People who knew my father before, and who see my brother and I now, they always go out of their way to tell us stories. They know how young we were when he left, and how sick he was our whole lives…and it’s like they feel it’s their duty to share with us what he was to them. And it’s a powerful and strange feeling: this love they attribute to us because of who our father was. A man who we barely know and yet who helps to make up who we are.
An old friend of my father’s died last weekend, and basically for that reason my mom and I went today to visit some friends they had shared. The friends we went to visit are an old Irish couple. Hugh, the husband has been suffering from MS for decades and is finally completely bedridden, basically able to do little but move his eyes. For most of the visit my mom and I sat in the living room with his amazing (read: powerful, strong, independant, loving, caring) wife, their son, his wife, and their four-month-old daughter. Then, just before it was time to leave, we went in to see Hugh, me with the baby in my arms. I had been told that his short term memory was gone, and knew that he was very ill, so I prepared myself first of all to not be remembered at all, and second of all to see someone painfully unable to communicate.

+---+

> **Given problem**:
Answer these questions about the passage on the narrator's father above, one answer per line:
1. What do people who knew the narrator's father always go out of their way to do?
2. What illness has Hugh been suffering from for decades?
3. How old is the daughter in the living room?

Data records:
+---+

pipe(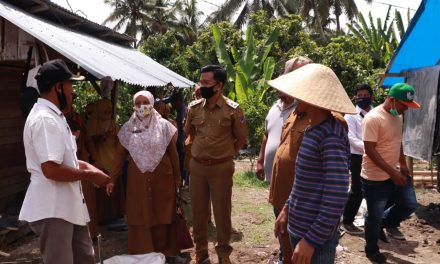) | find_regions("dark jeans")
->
[362,179,418,253]
[290,229,339,264]
[342,154,362,224]
[273,206,283,261]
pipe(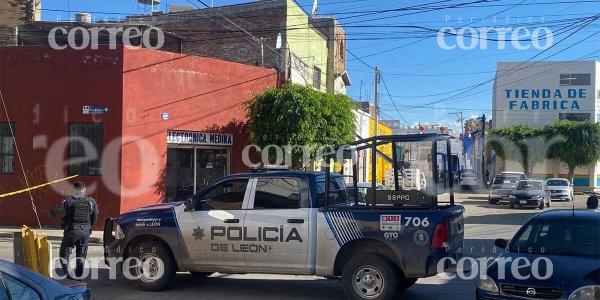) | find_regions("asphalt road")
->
[0,191,586,300]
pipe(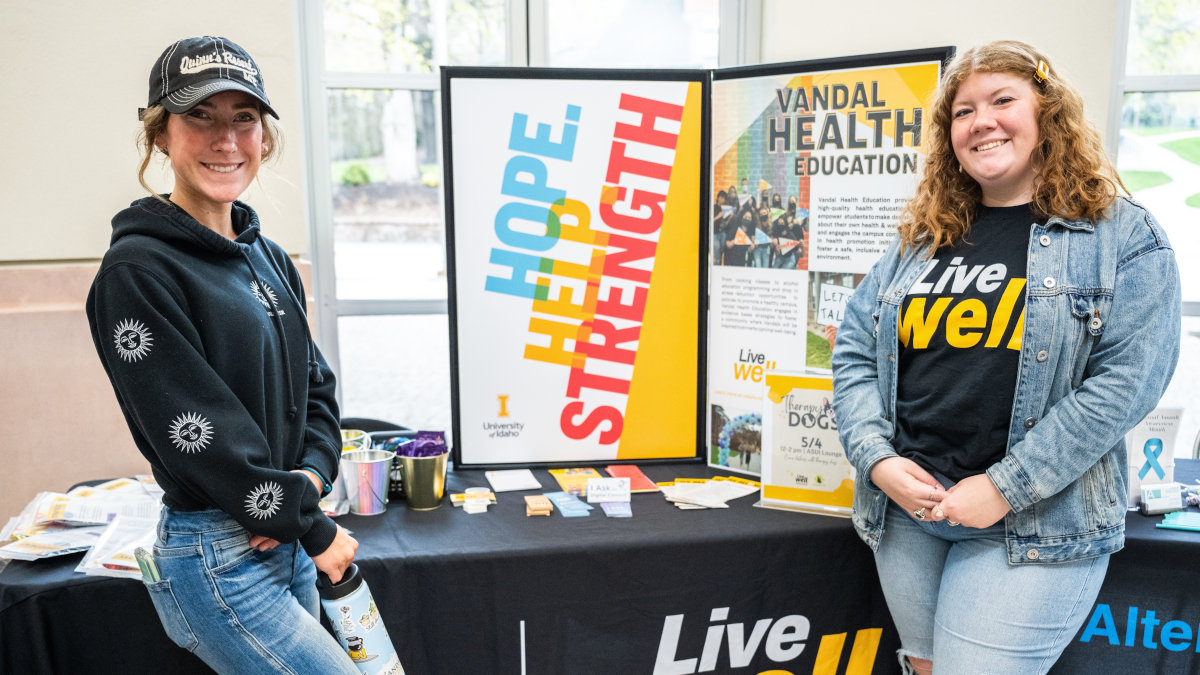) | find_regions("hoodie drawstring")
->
[241,247,296,419]
[257,239,325,384]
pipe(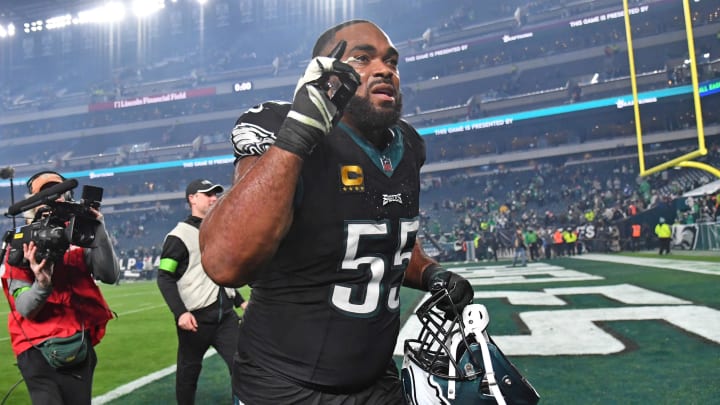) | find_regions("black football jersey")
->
[232,103,425,390]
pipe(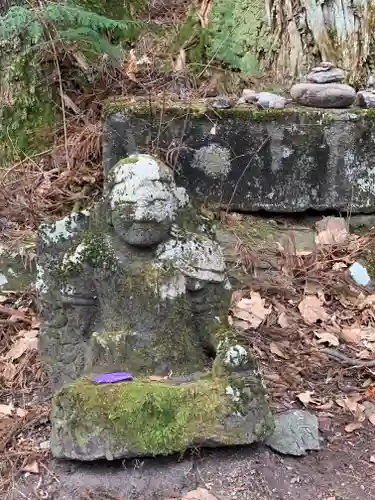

+---+

> **Solution**:
1. They tell the narrator and the narrator's brother stories.
2. MS.
3. She is four months old.